◆ **TEXTO CITADO**:
····················

Uma análise contemporânea da Constituição Sociológica de Lassalle

Resumo: Este artigo teve por escopo analisar os principais aspectos encontrados na Constituição Sociológica de Ferdinand Lassalle, e sua aplicabilidade nos dias atuais. Dentro deste contexto, optou-se pelo estudo das teorias que abordam o contraponto entre o que se compreende por Constituição “real” (conjunto de “fatores reais de poder” que regem o país) e Constituiçãofolha de papel” (constituição formal), argumentando-se sobre o valor e durabilidade da Constituição escrita. O resultado dessa abordagem revelou que é preciso atentar para o fato de que reformas constitucionais precipitadas, que busquem acompanhar os fatores reais do poder, podem resultar em verdadeiro atentado à supremacia constitucional. Todavia, o estudo demonstra serem plausíveis mudanças nas relações sociais que impliquem em mutação na interpretação dos textos constitucionais, de forma a readaptá-los sem a necessidade de se modificar a sua configuração literal.


Palavras-chave: Ferdinand Lassalle, Constituição; Constituição Sociológica; essência.


Sumário: 1. Introdução. 2. A essência da Constituição para Ferdinand  Lassale. 3. A Constituição Sociológica de Lassale sob uma perspectiva recente. 4. Conclusão. Referências bibliográficas.


1. Introdução


Este breve estudo trata dos principais aspectos encontrados na Constituição sociológica de Ferdinand Lassalle, e sua aplicabilidade nos dias atuais.


Lassalle introduziu no estudo constitucional teorias que abordam o contraponto entre o que se compreende por Constituição “real” – conjunto de “fatores reais de poder” que regem o país – e Constituição “folha de papel” – constituição formal.


Segundo esse autor, o valor e a durabilidade da Constituição escrita dependem da sua coerência com os fatores sociais existentes, isto é, da Constituição real. Do contrário, esta fará fraquejar aquela, resultando no seu descumprimento.


Tal concepção, entretanto, vai contra o movimento através do qual as constituições surgiram na modernidade, ou seja, aquele em que as constituições nascem com a promessa de serem documentos transformadores de uma nova era.


Com efeito, torna-se oportuno problematizar a teoria de Ferdinand Lassalle com os pensamentos mais recentes, de forma a cristalizar a essência de uma Constituição na sociedade hodierna.


2. A essência da Constituição para Ferdinand Lassalle


No ano de 1862, Ferdinand Lassalle foi convidado para uma conferência em Berlim, capital e importante centro cultural e industrial da Prússia, onde ministrou uma palestra cujo tema foi a essência da Constituição.


A primeira indagação feita por Lassalle, ao iniciar sua exposição, foi: o “que é uma Constituição? Onde encontrar a verdadeira essência, o verdadeiro conceito de uma Constituição?” (2001, p.05)


Para responder a essa questão, o autor discorreu sobre a Constituição como uma lei fundamental e que para tanto deveria apresentar as seguintes características: (1) ser uma lei básica, porém mais sagrada e firme do que as leis comuns; (2) constituir o verdadeiro fundamento das outras leis, devendo atuar e irradiar-se através das leis comuns dela originada e; (3) existir porque necessariamente deve existir, e ter força de eficácia para que seu conteúdo seja assim. (2001 p.09-10)

····················

◆ **MATERIAL EXTRAÍDO**:
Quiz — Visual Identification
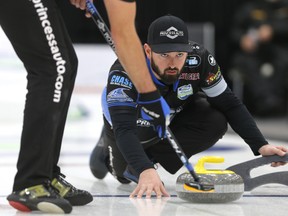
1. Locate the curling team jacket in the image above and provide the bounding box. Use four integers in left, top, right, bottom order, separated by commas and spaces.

····················

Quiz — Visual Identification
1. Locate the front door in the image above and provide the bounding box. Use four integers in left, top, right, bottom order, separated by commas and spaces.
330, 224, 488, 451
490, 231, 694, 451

····················

◆ **CONJUNTO DE TAREFAS**:
1. No texto sobre a Constituição sociológica de Lassalle, transforme em lista o parágrafo que começa com “Para responder a essa questão”, preservando seus fatos principais.
2. Escreva a continuação do texto sobre a Constituição sociológica de Lassalle a partir do ponto em que ele termina.
Os itens não são necessários para realizar as tarefas.

◆ **RESPOSTAS ESPERADAS**:
1.
Para responder à questão, o autor tratou a Constituição como uma lei fundamental, que deveria ter três características (2001, p. 09-10):
- ser uma lei básica, mais sagrada e firme do que as leis comuns;
- constituir o verdadeiro fundamento das outras leis, atuando e irradiando-se através das leis comuns dela originadas;
- existir porque necessariamente deve existir, com força de eficácia para que seu conteúdo seja assim.

2.
De acordo com esse pensamento, a Constituição é uma lei, porém é uma lei mais estável e imóvel que uma lei ordinária, e que proporciona as diretrizes para o funcionamento desta. Em suma, a Constituição é a lei principal de uma nação.


Lassalle acrescenta, ainda, que tal lei vigora e é respeitada devido ao fato de haver uma coação geradora da noção de obrigatoriedade. Esta coação é impulsionada por forças denominadas por ele de “fatores reais do poder,” fatores estes que ao atuar no seio de cada sociedade são a “força ativa e eficaz que informa todas as leis e instituições jurídicas vigentes, determinando que não possam ser em substância, a não ser tal como elas são”. (2001 p.10)


O autor e conferencista explica que as constituições são feitas “em” e “para” certa sociedade. Sociedade esta que já existe e que conta com determinado número de indivíduos; que é dotada de certa organização econômica e política, de distribuição de riqueza e poder. Dessa forma, a Constituição espelha o contexto em que ela é inserida, o que significa dizer que ela ratifica uma situação de distribuição de riqueza e de poder que já existe.


De maneira a ilustrar melhor sua posição, Lassalle, de forma extremamente didática e ilustrativa, convida seus ouvintes para um exercício constituinte que consiste na seguinte situação hipotética: estaria o legislador, completamente livre para elaborar a Constituição de acordo com o seu modo de pensar, caso um incêndio destruísse todos os arquivos, depósitos e bibliotecas públicas, e todos os originais e cópias impressas de todas as leis de um país?


Para Lassalle a resposta negativa se impõe, pois existem fatores reais de poder que influenciam de forma decisiva a implementação de uma Constituição. Isso significa que as relações de força não se alterariam ainda que o legislador elaborasse uma Constituição que dispusesse de forma diversa.


A essência de uma Constituição consiste, portanto, na soma entre os fatores reais do poder e o que vai ser escrito. “Colhem-se estes fatores reais de poder, registram-se em uma folha de papel, (…) e, a partir desse momento, incorporados a um papel, já não são simples fatores reais do poder, mas que se erigiram em direito, em instituições jurídicas, e quem atentar contra eles atentará contra a lei e será castigado” (2001 p17-18).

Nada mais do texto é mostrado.